--- TEXT TO READ ---
==*==

Hey, how about those one-based music intervals? C to E is a major third and all that? We have a diatonic scale with seven notes, right? As we ascend, whenever we cycle through seven notes, we have passed ... one more octave. And to invert an interval, we subtract from ... why, nine of course! And a fifth stacked on top of a fifth is a major ninth. There is objectively more cruft in 1 based music theory than 0 based. But there is no accounting for people liking it that way, right?


You do realize that there are approximately just as many use cases where 1 based indexing is more natural and involves less operations, right? It’s highly problem and context dependant.

But I’m not trying it make the point that 0 based or 1 based is better or worse than the other. I’m just saying that it’s a borderline immaterial difference for most use-cases and Julia gives many many tools for getting around any problems that may arise when a certain indexing scheme is awkward.

The 0 or 1 based debate is one of the most boring and pedantic arguments one can have and I do my best to ridicule people when they try to start it.


"Objectively speaking" there are pros and cons to each system. The largest pro of 0-based indexing is of course that it can correspond to a memory address plus an offset, which is the reason C (and derived languages) use 0-based.

But it is also an objective fact that using 1-based indexing means that the index corresponds to the ordinal numbers, e.g. index 1 is the first element, index 2 is the second element and so on. This also have a number of convenient properties.

==*==

[Stored dataset items]
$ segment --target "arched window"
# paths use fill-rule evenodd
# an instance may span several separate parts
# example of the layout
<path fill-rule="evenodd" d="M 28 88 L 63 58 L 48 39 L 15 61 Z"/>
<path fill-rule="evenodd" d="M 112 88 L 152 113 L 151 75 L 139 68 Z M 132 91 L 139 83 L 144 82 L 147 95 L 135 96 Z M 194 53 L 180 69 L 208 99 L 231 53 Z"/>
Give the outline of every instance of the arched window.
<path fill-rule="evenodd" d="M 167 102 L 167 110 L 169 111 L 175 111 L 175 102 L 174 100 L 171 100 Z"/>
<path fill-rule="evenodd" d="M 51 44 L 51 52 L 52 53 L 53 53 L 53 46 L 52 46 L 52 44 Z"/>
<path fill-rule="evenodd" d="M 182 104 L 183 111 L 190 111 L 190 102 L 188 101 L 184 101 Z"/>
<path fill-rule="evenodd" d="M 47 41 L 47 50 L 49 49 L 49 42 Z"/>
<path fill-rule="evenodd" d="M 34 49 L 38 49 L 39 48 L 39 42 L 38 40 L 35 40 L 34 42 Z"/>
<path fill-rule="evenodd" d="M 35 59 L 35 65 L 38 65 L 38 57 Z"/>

==*==

--- TASK INSTRUCTIONS ---
1) Retype the indexing discussion between "You do realize" and "languages) use 0-based.", inclusive.
2) Decide whether each statement agrees with the indexing discussion. Answer yes or no, and quote the words that settle it.
(a) C uses 0-based indexing because an index can correspond to a memory address plus an offset.
(b) One writer sets out to show that 1-based indexing is better than 0-based indexing.
(c) Under 1-based indexing, index 1 is the first element.
Draw only on the indexing discussion, not the listing.

--- RESPONSES IN ORDER ---
1)
You do realize that there are approximately just as many use cases where 1 based indexing is more natural and involves less operations, right? It’s highly problem and context dependant.

But I’m not trying it make the point that 0 based or 1 based is better or worse than the other. I’m just saying that it’s a borderline immaterial difference for most use-cases and Julia gives many many tools for getting around any problems that may arise when a certain indexing scheme is awkward.

The 0 or 1 based debate is one of the most boring and pedantic arguments one can have and I do my best to ridicule people when they try to start it.


"Objectively speaking" there are pros and cons to each system. The largest pro of 0-based indexing is of course that it can correspond to a memory address plus an offset, which is the reason C (and derived languages) use 0-based.

2)
(a) Yes: "The largest pro of 0-based indexing is of course that it can correspond to a memory address plus an offset, which is the reason C (and derived languages) use 0-based."
(b) No: "But I’m not trying it make the point that 0 based or 1 based is better or worse than the other."
(c) Yes: "index 1 is the first element"